Bishops in proposed pastoral letter: ‘Ugly cancer of racism’ infects U.S.

WASHINGTON — “Despite many promising strides made in our country, the ugly cancer of racism still infects our nation,” the U.S. bishops state in a proposed pastoral letter on racism.

The proposed statement, “Open Wide Our Hearts: The Enduring Call to Love — A Pastoral Letter Against Racism,” is expected to be considered for approval during the bishops’ Nov. 12-14 fall general assembly in Baltimore. However, the agenda for the meeting has not been finalized.

“Racist acts are sinful because they violate justice. They reveal a failure to acknowledge the human dignity of the persons offended, to recognize them as the neighbors Christ calls us to love,” the proposed pastoral letter states.

“Every racist act — every such comment, every joke, every disparaging look as a reaction to the color of skin, ethnicity or place of origin — is a failure to acknowledge another person as a brother or sister, created in the image of God,” it adds.

[Dataset entries]

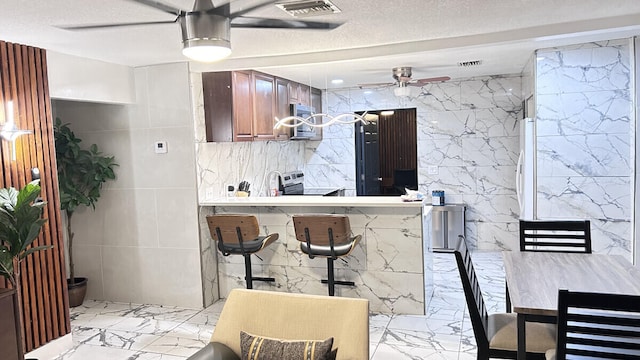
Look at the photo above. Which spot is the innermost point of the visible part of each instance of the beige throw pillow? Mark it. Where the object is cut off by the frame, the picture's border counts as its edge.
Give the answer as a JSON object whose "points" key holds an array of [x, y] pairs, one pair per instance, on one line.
{"points": [[255, 347]]}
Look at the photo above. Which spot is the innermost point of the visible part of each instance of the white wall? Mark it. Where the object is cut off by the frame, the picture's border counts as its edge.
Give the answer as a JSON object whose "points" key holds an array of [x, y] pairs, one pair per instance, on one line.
{"points": [[76, 78], [141, 243]]}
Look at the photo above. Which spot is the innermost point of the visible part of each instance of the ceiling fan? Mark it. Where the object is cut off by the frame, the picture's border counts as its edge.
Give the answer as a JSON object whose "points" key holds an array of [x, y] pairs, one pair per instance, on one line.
{"points": [[206, 28], [402, 76]]}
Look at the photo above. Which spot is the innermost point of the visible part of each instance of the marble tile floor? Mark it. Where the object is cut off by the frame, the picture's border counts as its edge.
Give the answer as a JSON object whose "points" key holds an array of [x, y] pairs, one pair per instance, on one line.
{"points": [[120, 331]]}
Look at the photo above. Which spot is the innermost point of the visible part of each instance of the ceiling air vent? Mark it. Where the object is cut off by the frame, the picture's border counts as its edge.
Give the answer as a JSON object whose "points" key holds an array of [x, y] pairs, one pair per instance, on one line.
{"points": [[470, 63], [304, 8]]}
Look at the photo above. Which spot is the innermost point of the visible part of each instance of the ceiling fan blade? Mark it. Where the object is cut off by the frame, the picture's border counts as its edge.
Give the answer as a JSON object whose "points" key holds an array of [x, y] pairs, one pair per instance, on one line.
{"points": [[241, 12], [374, 85], [249, 22], [421, 82], [107, 26], [160, 6]]}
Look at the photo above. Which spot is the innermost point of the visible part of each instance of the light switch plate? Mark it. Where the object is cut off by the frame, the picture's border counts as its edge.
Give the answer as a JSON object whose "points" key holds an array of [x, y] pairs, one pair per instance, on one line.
{"points": [[161, 147]]}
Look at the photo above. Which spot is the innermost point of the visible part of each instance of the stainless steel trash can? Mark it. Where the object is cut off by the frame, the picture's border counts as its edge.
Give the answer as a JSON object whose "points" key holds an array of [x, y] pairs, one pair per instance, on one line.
{"points": [[447, 224]]}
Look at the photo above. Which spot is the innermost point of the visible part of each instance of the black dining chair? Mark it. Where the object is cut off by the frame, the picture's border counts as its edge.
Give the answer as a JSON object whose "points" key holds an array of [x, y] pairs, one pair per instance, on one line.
{"points": [[597, 326], [555, 236], [496, 334]]}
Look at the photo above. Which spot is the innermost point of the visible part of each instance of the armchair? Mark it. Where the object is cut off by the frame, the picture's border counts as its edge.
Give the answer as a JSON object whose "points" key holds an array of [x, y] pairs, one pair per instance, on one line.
{"points": [[290, 317]]}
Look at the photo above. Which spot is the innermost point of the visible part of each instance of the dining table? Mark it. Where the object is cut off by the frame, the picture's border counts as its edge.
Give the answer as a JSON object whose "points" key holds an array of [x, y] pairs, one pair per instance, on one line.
{"points": [[534, 278]]}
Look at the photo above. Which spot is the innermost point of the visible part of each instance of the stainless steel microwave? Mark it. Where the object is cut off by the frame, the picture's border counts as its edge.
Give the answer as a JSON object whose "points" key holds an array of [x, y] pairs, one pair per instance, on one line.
{"points": [[303, 131]]}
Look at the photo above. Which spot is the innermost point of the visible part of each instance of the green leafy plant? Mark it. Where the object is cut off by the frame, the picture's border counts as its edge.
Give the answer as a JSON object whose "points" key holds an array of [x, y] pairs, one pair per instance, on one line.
{"points": [[81, 174], [20, 224]]}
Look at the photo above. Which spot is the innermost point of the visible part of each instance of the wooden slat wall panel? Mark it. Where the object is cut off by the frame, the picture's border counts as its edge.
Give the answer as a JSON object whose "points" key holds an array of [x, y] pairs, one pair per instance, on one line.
{"points": [[398, 142], [23, 80]]}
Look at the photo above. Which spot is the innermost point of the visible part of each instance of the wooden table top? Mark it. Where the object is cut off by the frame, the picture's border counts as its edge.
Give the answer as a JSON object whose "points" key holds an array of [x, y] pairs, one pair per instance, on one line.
{"points": [[534, 278]]}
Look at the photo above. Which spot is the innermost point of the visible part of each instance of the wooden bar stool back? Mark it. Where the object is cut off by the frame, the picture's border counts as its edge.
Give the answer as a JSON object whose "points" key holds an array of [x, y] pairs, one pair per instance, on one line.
{"points": [[327, 236], [240, 235]]}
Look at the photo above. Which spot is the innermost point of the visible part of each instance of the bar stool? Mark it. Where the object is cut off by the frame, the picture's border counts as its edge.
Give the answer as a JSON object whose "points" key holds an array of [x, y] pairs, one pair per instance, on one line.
{"points": [[240, 235], [326, 236]]}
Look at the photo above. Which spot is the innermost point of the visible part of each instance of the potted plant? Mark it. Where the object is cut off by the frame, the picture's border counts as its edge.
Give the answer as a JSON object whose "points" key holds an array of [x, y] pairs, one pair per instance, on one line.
{"points": [[20, 224], [81, 174]]}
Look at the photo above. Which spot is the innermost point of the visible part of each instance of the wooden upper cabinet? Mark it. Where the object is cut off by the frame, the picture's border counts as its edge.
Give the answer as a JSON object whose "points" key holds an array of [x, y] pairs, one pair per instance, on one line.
{"points": [[243, 105], [264, 104], [282, 107], [243, 111], [299, 93]]}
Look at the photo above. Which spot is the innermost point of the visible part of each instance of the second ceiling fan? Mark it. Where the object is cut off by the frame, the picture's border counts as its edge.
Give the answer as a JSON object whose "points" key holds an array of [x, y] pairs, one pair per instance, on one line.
{"points": [[206, 29], [402, 76]]}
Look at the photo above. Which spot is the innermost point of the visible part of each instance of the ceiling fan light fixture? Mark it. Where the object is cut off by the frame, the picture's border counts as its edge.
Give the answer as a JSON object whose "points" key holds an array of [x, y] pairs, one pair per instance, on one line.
{"points": [[205, 36], [402, 91], [206, 50]]}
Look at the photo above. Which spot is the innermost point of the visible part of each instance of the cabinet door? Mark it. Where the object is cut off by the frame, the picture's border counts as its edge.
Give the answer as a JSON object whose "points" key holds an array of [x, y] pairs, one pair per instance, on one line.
{"points": [[264, 100], [316, 103], [282, 107], [242, 106], [304, 95]]}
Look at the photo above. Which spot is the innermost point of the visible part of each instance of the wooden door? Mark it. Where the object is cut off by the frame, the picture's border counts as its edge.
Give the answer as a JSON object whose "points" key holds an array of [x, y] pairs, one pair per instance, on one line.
{"points": [[398, 147], [316, 104], [367, 159], [282, 107], [218, 105], [242, 106], [264, 100]]}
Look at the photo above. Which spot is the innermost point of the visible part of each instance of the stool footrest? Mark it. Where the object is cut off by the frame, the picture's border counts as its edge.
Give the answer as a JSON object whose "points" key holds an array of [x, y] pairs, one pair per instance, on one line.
{"points": [[339, 282]]}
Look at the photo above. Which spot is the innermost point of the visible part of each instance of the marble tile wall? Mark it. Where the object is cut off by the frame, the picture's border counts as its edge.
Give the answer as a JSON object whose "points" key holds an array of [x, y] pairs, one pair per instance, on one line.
{"points": [[141, 242], [585, 146], [467, 128], [387, 266]]}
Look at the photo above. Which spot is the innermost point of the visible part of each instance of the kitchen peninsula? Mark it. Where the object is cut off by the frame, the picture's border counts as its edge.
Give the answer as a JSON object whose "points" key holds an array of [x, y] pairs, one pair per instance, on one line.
{"points": [[390, 266]]}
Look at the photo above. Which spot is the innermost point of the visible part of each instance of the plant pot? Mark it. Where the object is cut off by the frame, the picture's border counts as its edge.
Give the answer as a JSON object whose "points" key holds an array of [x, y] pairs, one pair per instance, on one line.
{"points": [[77, 291]]}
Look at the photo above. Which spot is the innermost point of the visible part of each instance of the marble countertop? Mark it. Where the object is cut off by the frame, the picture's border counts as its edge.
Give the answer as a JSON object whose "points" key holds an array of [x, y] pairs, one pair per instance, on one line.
{"points": [[293, 200]]}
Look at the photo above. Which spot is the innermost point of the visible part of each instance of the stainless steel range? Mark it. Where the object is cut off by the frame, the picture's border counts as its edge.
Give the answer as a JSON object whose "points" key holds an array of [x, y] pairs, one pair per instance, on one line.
{"points": [[293, 184]]}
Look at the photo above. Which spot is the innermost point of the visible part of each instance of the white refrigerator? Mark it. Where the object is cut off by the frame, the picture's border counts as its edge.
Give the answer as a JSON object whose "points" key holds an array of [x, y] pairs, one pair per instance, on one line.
{"points": [[526, 170]]}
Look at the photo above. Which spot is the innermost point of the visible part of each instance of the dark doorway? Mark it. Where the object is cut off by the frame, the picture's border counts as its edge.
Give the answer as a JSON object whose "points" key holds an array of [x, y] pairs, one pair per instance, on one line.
{"points": [[386, 153]]}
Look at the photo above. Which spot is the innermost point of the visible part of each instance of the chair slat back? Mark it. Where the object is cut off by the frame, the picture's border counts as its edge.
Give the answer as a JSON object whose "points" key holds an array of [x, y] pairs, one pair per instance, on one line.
{"points": [[228, 225], [555, 236], [472, 293], [595, 325], [318, 226]]}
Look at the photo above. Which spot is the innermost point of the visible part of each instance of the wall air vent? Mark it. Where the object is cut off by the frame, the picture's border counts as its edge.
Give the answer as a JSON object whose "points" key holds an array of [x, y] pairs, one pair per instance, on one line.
{"points": [[470, 63], [304, 8]]}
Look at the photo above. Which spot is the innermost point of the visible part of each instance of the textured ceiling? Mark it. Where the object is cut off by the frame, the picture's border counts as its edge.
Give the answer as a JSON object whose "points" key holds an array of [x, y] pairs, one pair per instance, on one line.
{"points": [[432, 36]]}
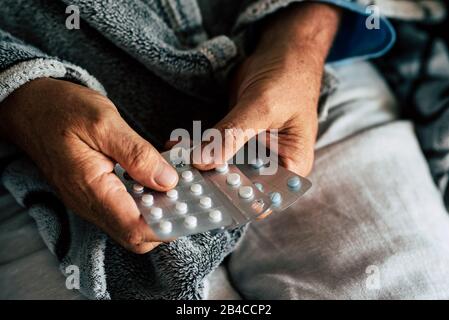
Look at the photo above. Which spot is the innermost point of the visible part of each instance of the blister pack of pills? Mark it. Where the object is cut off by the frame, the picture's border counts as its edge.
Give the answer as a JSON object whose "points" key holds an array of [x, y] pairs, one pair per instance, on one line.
{"points": [[226, 197], [284, 188]]}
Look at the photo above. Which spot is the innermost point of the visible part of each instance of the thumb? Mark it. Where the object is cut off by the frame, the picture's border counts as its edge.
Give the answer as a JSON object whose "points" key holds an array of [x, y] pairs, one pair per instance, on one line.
{"points": [[236, 129], [140, 159]]}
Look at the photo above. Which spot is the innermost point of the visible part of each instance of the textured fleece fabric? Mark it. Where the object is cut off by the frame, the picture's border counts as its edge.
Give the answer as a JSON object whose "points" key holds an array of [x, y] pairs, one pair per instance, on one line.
{"points": [[161, 67]]}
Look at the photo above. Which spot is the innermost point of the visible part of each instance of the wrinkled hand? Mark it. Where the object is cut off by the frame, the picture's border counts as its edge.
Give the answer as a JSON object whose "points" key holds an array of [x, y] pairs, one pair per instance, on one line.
{"points": [[75, 135], [278, 85]]}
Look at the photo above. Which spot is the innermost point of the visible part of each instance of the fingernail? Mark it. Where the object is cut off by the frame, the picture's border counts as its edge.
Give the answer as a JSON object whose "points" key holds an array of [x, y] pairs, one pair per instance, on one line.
{"points": [[167, 177]]}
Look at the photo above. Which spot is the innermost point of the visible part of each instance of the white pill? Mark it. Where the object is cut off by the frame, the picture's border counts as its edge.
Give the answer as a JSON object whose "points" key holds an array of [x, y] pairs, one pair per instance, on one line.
{"points": [[215, 216], [166, 226], [172, 194], [147, 200], [190, 222], [156, 212], [181, 207], [137, 188], [246, 192], [196, 188], [222, 169], [206, 202], [233, 179], [187, 175]]}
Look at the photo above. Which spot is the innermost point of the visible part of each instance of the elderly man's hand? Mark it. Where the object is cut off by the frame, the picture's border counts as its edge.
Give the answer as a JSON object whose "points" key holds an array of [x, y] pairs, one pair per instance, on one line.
{"points": [[278, 86], [75, 135]]}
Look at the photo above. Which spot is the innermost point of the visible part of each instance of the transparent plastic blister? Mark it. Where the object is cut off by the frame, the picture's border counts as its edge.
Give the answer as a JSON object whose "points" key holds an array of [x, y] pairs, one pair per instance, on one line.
{"points": [[218, 199], [180, 212], [284, 187]]}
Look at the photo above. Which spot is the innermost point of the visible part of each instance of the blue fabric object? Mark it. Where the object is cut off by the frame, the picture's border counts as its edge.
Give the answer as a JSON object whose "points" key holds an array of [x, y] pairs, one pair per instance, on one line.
{"points": [[354, 41], [151, 58]]}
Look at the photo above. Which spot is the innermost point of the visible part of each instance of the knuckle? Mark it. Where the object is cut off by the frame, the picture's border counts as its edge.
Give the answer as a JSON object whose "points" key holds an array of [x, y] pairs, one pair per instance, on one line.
{"points": [[133, 240], [140, 156]]}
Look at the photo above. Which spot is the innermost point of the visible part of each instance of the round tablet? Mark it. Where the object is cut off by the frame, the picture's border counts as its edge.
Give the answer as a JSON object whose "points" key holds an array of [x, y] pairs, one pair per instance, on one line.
{"points": [[196, 188], [156, 212], [294, 182], [190, 222], [223, 168], [187, 175], [166, 226], [276, 197], [137, 188], [172, 194], [181, 207], [233, 179], [147, 200], [126, 176], [206, 202], [259, 186], [215, 216], [246, 192], [257, 163]]}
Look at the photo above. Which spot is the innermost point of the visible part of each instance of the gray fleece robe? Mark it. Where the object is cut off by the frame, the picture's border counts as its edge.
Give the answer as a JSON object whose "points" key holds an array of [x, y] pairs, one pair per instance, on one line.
{"points": [[164, 63]]}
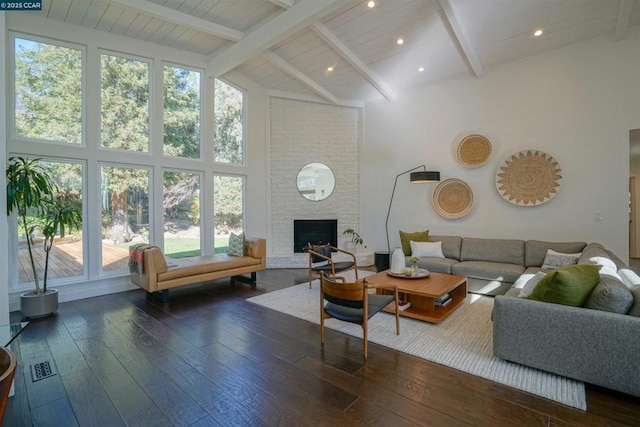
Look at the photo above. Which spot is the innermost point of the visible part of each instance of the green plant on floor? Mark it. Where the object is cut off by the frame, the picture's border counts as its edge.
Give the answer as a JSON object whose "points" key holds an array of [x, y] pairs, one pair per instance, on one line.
{"points": [[355, 237], [33, 195]]}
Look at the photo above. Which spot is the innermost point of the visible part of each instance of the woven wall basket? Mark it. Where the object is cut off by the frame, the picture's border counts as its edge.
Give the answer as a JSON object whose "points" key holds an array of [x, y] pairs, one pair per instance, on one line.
{"points": [[528, 178], [453, 198], [473, 151]]}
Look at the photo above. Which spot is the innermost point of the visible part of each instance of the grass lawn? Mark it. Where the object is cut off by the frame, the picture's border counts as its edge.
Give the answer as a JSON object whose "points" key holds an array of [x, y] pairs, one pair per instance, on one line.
{"points": [[180, 248]]}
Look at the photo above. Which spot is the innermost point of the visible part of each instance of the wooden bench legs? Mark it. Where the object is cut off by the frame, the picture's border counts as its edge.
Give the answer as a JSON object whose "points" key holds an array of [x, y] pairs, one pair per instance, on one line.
{"points": [[162, 296], [251, 281]]}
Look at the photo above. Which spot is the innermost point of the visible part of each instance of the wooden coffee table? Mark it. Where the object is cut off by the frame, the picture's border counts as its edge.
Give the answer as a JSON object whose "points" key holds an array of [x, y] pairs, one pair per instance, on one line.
{"points": [[423, 292]]}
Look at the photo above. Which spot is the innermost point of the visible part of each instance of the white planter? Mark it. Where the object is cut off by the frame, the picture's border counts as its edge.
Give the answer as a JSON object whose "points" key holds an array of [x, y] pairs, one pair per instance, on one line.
{"points": [[34, 305]]}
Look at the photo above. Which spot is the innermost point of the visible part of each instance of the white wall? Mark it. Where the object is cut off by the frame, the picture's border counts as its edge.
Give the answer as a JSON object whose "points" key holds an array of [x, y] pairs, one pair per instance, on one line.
{"points": [[4, 260], [301, 133], [576, 104]]}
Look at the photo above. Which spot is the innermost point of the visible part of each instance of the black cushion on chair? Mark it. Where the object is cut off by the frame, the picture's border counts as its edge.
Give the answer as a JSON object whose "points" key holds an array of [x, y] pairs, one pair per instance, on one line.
{"points": [[324, 250], [354, 315]]}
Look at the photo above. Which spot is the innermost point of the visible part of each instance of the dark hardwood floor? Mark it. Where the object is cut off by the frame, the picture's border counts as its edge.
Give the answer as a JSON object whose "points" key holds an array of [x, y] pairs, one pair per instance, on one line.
{"points": [[211, 358]]}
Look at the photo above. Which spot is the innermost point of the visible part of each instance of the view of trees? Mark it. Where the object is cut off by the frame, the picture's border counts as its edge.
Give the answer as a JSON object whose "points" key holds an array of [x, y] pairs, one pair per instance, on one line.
{"points": [[49, 101], [48, 92]]}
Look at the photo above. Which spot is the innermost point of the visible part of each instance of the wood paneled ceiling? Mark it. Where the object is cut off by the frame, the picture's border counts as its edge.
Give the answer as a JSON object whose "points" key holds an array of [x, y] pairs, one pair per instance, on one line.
{"points": [[286, 46]]}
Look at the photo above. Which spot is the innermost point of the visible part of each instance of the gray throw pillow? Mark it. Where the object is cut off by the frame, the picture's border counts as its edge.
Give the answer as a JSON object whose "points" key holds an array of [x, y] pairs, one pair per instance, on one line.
{"points": [[611, 295], [635, 307], [531, 284]]}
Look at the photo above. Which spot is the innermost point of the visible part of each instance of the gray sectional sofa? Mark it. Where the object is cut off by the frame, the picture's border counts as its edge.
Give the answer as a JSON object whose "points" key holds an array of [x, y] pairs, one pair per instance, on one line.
{"points": [[492, 265], [598, 343]]}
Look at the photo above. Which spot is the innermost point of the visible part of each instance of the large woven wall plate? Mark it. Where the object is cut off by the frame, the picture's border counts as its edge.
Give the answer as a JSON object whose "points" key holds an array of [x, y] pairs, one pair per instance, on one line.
{"points": [[528, 178], [473, 151], [453, 198]]}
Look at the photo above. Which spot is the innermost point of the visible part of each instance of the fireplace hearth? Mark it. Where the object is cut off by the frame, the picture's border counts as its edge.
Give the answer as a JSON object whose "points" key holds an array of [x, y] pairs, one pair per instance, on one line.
{"points": [[315, 232]]}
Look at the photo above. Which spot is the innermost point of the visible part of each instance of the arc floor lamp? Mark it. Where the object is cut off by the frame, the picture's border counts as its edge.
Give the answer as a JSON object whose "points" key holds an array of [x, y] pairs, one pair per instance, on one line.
{"points": [[420, 177]]}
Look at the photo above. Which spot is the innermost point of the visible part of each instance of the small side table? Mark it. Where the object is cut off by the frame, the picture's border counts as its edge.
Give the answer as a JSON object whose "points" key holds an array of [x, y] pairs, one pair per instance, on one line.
{"points": [[381, 260]]}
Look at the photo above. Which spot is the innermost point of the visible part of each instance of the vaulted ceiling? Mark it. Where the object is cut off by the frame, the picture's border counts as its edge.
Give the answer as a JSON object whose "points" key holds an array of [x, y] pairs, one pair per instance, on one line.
{"points": [[288, 46]]}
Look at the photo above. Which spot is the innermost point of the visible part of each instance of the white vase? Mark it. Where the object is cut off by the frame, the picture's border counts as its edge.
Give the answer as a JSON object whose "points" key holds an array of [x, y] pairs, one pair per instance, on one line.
{"points": [[397, 261]]}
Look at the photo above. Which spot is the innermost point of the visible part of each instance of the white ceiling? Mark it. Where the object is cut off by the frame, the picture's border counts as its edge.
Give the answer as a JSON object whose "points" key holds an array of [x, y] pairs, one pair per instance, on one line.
{"points": [[287, 45]]}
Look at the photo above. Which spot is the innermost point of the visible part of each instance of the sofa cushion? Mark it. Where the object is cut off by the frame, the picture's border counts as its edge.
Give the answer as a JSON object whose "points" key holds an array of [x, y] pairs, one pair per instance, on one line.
{"points": [[555, 259], [450, 245], [493, 250], [205, 264], [531, 284], [438, 265], [567, 285], [635, 307], [536, 250], [406, 238], [595, 254], [499, 271], [426, 249], [610, 294]]}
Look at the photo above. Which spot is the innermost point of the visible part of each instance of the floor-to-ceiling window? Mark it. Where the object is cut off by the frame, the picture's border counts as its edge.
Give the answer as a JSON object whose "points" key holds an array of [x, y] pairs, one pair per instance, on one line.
{"points": [[122, 132]]}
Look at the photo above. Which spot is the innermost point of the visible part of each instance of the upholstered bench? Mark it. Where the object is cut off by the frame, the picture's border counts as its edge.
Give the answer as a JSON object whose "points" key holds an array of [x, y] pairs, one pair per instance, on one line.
{"points": [[160, 273]]}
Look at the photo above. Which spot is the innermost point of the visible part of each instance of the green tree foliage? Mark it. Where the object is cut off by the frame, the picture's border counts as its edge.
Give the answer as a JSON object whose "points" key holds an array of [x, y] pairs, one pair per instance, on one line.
{"points": [[181, 113], [229, 124], [125, 103], [228, 202], [48, 88]]}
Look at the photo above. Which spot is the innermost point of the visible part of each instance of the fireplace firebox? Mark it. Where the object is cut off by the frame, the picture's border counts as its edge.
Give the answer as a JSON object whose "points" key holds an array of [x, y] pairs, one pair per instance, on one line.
{"points": [[314, 231]]}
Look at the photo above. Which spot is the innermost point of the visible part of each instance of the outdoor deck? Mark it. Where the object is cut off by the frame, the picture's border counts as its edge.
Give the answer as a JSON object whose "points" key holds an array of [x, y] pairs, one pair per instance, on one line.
{"points": [[66, 260]]}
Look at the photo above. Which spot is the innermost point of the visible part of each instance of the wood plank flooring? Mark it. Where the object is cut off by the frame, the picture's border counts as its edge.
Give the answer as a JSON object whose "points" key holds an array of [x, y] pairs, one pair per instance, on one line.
{"points": [[210, 358]]}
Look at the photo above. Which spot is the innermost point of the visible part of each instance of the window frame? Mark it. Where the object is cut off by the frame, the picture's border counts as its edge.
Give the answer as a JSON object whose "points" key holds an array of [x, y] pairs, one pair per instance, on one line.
{"points": [[151, 99], [13, 35], [243, 163]]}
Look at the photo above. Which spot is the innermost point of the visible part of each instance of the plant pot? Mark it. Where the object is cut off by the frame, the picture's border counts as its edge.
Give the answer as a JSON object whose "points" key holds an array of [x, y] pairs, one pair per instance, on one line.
{"points": [[34, 305]]}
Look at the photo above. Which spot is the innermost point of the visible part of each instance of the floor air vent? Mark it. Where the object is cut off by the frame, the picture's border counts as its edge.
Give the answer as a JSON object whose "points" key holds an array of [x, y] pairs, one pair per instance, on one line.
{"points": [[42, 370]]}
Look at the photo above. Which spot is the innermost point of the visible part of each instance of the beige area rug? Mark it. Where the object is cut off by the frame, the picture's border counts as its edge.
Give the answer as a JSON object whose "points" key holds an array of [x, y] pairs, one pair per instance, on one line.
{"points": [[463, 341]]}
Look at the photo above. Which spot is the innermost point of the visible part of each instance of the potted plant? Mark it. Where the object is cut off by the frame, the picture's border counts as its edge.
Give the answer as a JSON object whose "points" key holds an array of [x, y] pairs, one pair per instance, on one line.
{"points": [[352, 245], [33, 195]]}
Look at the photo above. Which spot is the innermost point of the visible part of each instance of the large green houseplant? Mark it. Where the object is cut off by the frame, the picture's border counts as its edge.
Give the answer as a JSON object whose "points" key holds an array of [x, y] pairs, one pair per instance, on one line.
{"points": [[33, 195]]}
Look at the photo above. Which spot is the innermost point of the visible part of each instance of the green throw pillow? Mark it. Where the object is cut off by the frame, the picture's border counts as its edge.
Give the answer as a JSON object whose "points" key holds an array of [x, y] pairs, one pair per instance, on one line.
{"points": [[236, 245], [407, 238], [567, 285]]}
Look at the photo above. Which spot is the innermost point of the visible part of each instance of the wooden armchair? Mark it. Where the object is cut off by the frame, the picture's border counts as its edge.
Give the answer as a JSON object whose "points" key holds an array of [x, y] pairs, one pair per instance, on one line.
{"points": [[350, 302], [320, 261]]}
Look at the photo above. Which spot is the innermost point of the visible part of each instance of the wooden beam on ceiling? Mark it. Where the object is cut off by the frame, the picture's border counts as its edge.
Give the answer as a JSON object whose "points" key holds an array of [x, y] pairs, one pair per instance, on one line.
{"points": [[624, 17], [285, 4], [180, 18], [465, 45], [353, 60], [289, 22], [299, 75]]}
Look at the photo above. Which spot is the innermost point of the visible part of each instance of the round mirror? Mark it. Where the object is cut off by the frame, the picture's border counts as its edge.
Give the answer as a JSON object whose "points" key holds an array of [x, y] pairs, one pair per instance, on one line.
{"points": [[315, 181]]}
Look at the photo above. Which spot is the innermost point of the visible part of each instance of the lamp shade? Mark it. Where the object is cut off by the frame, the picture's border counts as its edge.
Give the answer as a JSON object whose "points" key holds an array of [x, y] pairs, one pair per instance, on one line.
{"points": [[423, 177]]}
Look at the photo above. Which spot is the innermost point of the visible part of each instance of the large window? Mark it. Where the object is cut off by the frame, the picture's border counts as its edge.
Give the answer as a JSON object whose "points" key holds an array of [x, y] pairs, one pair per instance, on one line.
{"points": [[48, 91], [181, 203], [125, 213], [66, 257], [228, 207], [181, 112], [128, 126], [124, 102], [229, 124]]}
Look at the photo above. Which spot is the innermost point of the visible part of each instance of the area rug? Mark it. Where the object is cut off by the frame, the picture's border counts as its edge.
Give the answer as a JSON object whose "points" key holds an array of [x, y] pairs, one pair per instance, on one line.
{"points": [[463, 341]]}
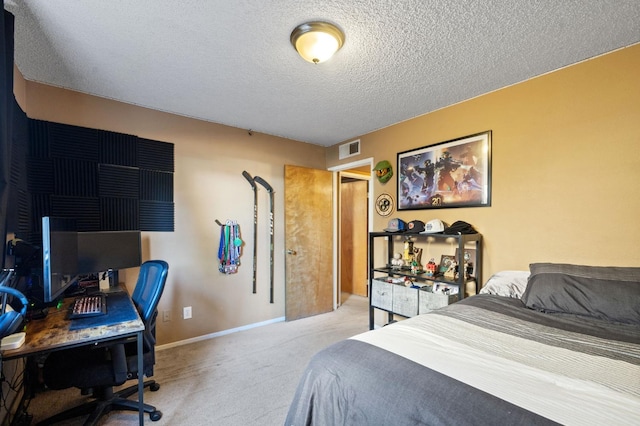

== ACTION ITEM A ==
According to the article on the bishops' proposed letter against racism, at what meeting is the statement expected to be considered for approval?
== ACTION ITEM B ==
Summarize the article on the bishops' proposed letter against racism in two sentences.
== ACTION ITEM C ==
Carry the article about the bishops' proposed letter against racism forward from its final sentence.

== WRITTEN REPLY A ==
It is expected to be considered at the bishops' Nov. 12-14 fall general assembly in Baltimore.

== WRITTEN REPLY B ==
The U.S. bishops have drafted a pastoral letter, "Open Wide Our Hearts: The Enduring Call to Love — A Pastoral Letter Against Racism," which says the ugly cancer of racism still infects the nation and is expected to be considered at their Nov. 12-14 fall general assembly in Baltimore, although the agenda has not been finalized. The draft calls racist acts sinful because they violate justice and fail to acknowledge others as brothers and sisters created in the image of God.

== WRITTEN REPLY C ==
The proposed pastoral talks about institutional racism as well as individual acts, “when practices or traditions are upheld that treat certain groups of people unjustly. … We tolerate prisons where the number inmates of color, notably those who are brown and black, is grossly disproportionate.”

It also calls the water crisis in Flint, Mich., an example of systemic racism, due to “policy decisions that negatively impacted the inhabitants, the majority of whom were African-Americans.”

It added, “Racism still profoundly affects our culture, and it has no place in the Christian heart. This evil causes great harm to its victims, and it corrupts the souls of those who harbor racist or prejudicial thoughts.”

The document examines the history of racism in the United States. While acknowledging many other groups in the United States in having endured racism and discrimination in the past, it focuses on three groups and the long history of racism against them: African-Americans, Hispanics and Native Americans.

“For a nation to be just, it must be a society that recognizes and respects the legitimate rights of individuals and peoples,” the proposed pastoral says.

“God demands more from us. We can’t, therefore, look upon the progress against racism in recent decades and conclude that our current situation meets the standard of justice.”

The proposed pastoral did not spare the U.S. Church, either. “Acts of racism have been committed by leaders and members of the Catholic Church — by bishops, clergy, religious and laity — and her institutions,” it states.

It also offers approaches to combat racism.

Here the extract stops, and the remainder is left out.